- **Input records**:
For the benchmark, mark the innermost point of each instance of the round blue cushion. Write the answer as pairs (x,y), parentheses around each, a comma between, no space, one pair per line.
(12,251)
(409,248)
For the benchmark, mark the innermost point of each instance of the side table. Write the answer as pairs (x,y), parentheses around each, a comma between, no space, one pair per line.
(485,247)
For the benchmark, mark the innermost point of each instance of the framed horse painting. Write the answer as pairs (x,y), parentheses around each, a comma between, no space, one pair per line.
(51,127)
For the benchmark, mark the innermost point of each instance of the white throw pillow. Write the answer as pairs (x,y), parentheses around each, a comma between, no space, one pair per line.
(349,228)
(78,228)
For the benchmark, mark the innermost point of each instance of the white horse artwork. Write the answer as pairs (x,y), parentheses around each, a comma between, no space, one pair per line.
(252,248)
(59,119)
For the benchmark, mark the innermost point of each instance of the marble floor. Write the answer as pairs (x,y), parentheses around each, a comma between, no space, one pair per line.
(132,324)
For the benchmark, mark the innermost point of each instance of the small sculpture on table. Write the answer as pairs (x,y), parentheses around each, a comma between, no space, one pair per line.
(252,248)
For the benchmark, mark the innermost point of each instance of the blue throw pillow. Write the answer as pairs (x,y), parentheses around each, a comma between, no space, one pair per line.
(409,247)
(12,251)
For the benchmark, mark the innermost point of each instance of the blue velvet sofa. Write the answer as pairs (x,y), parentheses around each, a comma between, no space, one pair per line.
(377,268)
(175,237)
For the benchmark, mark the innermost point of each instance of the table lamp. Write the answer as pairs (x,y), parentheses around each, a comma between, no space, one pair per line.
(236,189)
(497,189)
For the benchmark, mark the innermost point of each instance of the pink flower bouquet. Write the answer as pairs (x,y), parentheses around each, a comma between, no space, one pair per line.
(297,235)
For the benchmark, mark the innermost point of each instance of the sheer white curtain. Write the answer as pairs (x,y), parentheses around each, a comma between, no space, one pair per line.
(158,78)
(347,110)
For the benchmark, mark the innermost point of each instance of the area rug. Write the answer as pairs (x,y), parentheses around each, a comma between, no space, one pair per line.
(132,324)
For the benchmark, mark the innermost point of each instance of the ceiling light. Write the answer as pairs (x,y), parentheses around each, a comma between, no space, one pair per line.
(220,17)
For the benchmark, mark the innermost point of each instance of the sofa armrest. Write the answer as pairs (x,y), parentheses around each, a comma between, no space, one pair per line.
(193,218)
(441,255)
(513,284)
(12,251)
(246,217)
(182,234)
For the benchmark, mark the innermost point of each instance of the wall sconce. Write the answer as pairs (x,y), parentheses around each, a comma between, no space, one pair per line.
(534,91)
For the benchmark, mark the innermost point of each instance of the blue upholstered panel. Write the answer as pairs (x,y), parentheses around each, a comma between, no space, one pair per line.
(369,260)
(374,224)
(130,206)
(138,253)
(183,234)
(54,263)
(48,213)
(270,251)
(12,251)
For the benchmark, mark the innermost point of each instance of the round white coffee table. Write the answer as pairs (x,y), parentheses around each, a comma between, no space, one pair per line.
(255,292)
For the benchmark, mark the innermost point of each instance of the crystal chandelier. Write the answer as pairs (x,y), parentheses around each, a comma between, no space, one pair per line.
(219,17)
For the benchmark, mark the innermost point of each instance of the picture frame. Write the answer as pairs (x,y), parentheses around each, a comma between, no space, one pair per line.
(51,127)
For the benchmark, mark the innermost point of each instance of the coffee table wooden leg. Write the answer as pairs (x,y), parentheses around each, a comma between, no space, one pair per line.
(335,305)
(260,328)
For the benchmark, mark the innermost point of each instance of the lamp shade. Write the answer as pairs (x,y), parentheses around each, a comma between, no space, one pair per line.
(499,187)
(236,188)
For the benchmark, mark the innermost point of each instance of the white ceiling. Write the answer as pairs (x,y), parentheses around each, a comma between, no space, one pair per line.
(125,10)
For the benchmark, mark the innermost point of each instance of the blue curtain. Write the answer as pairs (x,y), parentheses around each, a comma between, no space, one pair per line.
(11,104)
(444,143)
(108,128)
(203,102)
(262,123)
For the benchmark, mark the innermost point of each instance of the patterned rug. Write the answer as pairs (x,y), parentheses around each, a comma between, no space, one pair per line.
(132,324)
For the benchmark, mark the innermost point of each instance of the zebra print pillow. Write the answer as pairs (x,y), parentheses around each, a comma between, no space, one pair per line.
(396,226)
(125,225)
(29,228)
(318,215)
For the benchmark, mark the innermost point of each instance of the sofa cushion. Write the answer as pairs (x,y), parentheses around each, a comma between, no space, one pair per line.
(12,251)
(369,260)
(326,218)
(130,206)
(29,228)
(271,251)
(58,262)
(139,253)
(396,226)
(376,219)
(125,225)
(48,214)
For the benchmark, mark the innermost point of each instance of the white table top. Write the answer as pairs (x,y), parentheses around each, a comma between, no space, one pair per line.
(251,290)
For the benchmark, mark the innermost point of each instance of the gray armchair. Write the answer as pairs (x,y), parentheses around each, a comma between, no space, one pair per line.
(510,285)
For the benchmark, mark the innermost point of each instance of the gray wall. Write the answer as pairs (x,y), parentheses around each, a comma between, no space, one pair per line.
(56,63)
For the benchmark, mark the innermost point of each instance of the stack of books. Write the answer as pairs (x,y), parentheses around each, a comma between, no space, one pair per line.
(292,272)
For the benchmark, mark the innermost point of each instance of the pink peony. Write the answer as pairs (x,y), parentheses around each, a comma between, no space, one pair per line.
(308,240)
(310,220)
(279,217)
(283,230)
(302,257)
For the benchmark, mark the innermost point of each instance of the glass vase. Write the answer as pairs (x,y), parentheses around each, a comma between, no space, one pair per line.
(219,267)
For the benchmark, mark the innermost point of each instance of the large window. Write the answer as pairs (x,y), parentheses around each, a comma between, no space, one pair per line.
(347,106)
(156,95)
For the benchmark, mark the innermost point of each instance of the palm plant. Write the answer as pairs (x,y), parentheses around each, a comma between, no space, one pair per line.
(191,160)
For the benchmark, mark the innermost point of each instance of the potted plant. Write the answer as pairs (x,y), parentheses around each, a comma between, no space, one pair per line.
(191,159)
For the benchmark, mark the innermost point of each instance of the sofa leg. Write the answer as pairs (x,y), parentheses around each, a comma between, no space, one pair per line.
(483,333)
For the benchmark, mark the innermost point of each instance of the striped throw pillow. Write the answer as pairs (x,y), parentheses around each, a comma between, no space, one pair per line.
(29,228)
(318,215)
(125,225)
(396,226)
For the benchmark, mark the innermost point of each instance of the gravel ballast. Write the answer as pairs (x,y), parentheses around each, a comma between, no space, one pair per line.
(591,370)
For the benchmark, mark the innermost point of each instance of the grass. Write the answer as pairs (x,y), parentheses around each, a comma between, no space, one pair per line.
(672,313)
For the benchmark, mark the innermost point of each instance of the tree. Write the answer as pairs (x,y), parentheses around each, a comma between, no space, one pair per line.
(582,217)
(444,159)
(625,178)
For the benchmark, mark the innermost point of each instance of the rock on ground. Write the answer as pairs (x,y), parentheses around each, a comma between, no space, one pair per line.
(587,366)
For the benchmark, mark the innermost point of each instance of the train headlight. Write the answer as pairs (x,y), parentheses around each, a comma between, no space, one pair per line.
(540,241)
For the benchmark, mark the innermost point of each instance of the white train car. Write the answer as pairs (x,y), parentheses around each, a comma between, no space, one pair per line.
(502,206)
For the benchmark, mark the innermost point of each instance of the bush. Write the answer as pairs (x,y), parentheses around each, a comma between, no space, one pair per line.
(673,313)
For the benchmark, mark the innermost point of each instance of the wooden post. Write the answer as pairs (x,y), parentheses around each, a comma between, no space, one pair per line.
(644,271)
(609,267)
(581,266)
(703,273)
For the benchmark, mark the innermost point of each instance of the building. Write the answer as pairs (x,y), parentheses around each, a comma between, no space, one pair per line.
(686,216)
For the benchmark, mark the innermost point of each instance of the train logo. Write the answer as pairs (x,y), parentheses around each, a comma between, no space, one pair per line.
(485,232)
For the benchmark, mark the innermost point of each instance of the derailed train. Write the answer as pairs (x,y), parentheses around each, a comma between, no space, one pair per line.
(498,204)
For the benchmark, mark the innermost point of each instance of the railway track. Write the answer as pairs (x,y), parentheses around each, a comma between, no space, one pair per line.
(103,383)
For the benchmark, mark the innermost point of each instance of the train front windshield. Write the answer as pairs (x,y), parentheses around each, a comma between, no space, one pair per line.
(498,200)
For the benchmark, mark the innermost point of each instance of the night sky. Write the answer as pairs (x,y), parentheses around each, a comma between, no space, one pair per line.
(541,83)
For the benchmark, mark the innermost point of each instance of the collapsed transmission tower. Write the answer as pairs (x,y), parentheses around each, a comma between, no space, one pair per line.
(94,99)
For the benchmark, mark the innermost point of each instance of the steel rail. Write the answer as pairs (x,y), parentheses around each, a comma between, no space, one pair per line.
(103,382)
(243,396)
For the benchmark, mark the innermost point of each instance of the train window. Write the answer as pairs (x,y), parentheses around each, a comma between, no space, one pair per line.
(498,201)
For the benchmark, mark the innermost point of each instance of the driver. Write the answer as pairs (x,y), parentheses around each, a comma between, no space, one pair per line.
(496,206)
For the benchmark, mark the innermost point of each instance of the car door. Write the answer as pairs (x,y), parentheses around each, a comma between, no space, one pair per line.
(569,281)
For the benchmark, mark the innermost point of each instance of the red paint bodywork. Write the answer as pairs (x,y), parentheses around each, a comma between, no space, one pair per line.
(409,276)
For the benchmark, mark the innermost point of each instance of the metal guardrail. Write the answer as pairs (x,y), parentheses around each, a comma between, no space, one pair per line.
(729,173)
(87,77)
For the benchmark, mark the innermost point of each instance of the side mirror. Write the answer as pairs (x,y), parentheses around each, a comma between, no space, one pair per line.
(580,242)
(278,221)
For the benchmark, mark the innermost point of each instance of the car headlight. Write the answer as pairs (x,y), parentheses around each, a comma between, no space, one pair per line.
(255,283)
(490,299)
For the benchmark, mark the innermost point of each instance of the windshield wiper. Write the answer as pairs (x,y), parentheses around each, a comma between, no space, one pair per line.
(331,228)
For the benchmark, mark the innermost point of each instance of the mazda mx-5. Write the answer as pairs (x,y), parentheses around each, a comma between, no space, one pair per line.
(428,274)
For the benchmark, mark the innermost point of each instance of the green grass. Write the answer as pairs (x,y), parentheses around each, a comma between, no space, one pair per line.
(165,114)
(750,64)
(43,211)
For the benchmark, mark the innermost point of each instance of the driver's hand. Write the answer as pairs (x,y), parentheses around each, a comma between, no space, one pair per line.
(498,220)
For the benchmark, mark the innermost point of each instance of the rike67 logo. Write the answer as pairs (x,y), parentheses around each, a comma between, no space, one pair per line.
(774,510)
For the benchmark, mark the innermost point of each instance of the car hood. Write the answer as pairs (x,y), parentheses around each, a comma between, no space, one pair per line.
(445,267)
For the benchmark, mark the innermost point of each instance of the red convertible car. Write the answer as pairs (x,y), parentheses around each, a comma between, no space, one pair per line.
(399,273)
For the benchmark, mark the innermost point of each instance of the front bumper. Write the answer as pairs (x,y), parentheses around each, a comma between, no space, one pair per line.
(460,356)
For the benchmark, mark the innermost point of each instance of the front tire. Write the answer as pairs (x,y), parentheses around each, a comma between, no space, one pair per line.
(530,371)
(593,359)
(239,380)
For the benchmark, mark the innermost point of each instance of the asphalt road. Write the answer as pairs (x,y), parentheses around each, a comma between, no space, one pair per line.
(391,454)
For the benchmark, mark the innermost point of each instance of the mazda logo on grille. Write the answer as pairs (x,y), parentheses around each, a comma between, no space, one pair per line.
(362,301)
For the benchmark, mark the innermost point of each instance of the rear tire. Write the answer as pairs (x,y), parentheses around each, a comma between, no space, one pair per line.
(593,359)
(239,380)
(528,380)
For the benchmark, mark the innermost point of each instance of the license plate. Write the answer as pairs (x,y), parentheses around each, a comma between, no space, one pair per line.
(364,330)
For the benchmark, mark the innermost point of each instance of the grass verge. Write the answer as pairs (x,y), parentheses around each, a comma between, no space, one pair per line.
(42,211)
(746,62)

- **Exercise instructions**: Print again the material above, limited to the lines from the one holding "of the rear" through the last, inclusive.

- **Written response**:
For the benchmark, mark the innermost point of each instance of the rear tire. Write the answer as pairs (x,y), parentheses around each, a comma between, no space, one pair per line.
(593,359)
(239,380)
(528,380)
For the benchmark, mark the innermost point of each instance of the license plate. Write the answer as pairs (x,y), parentheses around each, a comma between, no space, one pair per line.
(364,330)
For the benchmark, mark the innermost point of each instance of the grass verge. Write the answer as pairs (x,y), parentheses around each, a comma between, no space, one pair per line.
(42,211)
(746,62)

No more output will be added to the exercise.